(Provided text)
....

Understanding prohibited transactions and the impact on fiduciary liability

As part of its goal to safeguard against conflicts of interest within retirement plans, the Employee Retirement Income Security Act (ERISA) prohibits transactions between the plan and a party of interest. These so-called prohibited transactions can involve either services or goods.

However, there is an exception to this rule; ERISA allows for reasonable arrangements for necessary services if compensation remains within reasonable limits.

The interpretation of what constitutes “reasonable” has been subject to interpretation, with different courts adapting varying approaches to interpreting prohibited transaction rules.

In November 2023, the Second Circuit Court of Appeals supported the defense in a case alleging prohibited transactions under a 403(b) defined contribution plan. The plaintiffs argued that the plan paid fees to its own recordkeeper as part of the transaction. The appeals court stated that for the transaction to be prohibited, the plaintiffs must demonstrate that the ERISA exemptions do not apply. 

This contrasts with a 2009 ruling in the Eighth Circuit, which allowed plaintiffs to proceed in a similar action without having to prove the transaction was unreasonable. The Ninth Circuit took a similar decision. Both circuits received criticism that this open-ended approach could lead to litigation any time a service provider is engaged, even for necessary services. On the other hand, the recent Second Circuit ruling would make the burden for plaintiffs much greater than in other jurisdictions.

....

(Saved data entries)
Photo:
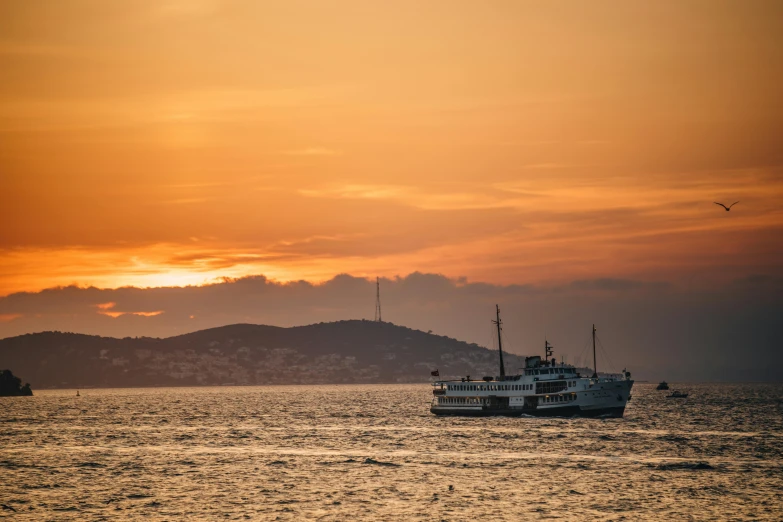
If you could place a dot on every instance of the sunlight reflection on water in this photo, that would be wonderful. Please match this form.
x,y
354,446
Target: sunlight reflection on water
x,y
375,452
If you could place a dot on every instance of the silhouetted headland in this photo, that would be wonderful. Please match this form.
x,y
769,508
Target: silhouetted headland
x,y
11,386
245,354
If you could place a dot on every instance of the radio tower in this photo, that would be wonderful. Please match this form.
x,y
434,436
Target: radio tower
x,y
378,300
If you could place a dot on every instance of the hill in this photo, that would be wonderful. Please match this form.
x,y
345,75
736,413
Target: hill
x,y
247,354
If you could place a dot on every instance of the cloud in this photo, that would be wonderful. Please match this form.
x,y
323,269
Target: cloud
x,y
657,331
615,285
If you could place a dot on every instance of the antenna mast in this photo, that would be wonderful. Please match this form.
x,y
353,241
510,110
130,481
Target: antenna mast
x,y
500,346
378,300
595,364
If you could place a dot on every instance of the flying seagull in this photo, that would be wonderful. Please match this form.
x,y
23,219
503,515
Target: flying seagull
x,y
724,206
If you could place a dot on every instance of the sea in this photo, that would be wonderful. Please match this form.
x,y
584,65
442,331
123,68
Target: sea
x,y
375,452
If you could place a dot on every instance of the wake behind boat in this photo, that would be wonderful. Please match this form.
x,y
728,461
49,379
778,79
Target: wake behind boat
x,y
546,388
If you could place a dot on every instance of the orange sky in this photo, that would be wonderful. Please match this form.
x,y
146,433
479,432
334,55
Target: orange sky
x,y
176,142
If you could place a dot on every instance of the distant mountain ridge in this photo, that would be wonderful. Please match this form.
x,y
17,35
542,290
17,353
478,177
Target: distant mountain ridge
x,y
356,351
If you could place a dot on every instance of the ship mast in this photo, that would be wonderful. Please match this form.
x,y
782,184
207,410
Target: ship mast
x,y
378,300
500,346
595,364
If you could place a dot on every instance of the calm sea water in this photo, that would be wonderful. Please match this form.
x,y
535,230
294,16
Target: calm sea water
x,y
375,452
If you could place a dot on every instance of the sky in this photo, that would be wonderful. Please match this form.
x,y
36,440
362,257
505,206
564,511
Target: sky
x,y
559,146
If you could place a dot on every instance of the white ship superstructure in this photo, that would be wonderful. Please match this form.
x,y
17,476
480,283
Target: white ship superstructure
x,y
544,388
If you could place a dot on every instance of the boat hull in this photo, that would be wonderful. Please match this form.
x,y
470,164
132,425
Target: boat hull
x,y
565,411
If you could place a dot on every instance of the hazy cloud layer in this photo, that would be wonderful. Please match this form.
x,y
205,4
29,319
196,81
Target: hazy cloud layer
x,y
653,329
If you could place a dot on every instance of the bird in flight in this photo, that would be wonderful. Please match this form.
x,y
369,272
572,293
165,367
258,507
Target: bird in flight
x,y
724,206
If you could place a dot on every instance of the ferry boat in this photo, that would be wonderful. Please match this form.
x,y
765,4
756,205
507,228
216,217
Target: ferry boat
x,y
542,388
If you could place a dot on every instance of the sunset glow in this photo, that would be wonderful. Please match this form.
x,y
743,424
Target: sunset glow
x,y
178,143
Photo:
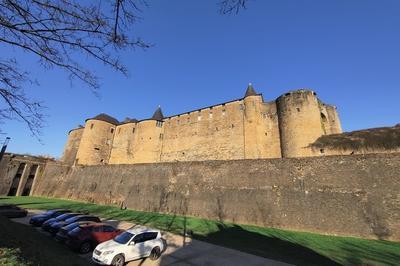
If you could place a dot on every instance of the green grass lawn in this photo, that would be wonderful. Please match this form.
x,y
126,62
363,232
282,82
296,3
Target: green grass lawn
x,y
288,246
21,245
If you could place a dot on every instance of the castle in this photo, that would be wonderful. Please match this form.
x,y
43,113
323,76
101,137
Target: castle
x,y
245,128
218,163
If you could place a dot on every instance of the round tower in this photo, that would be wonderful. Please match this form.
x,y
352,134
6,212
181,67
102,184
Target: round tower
x,y
300,122
96,142
72,145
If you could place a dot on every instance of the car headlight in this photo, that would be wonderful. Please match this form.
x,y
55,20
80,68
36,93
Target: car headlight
x,y
108,252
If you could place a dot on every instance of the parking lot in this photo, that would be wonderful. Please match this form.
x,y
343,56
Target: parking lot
x,y
180,250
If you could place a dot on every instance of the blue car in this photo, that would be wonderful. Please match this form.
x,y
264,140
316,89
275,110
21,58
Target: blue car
x,y
39,219
54,227
46,225
62,234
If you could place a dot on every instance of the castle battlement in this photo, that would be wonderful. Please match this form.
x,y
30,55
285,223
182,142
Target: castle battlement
x,y
245,128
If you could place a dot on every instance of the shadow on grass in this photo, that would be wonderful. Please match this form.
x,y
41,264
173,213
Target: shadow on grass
x,y
371,256
236,237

....

Name every court circuit mentioned in the passage on ERISA prohibited transactions. The listing stands apart from the text and is separate material.

Second Circuit Court of Appeals, Eighth Circuit, Ninth Circuit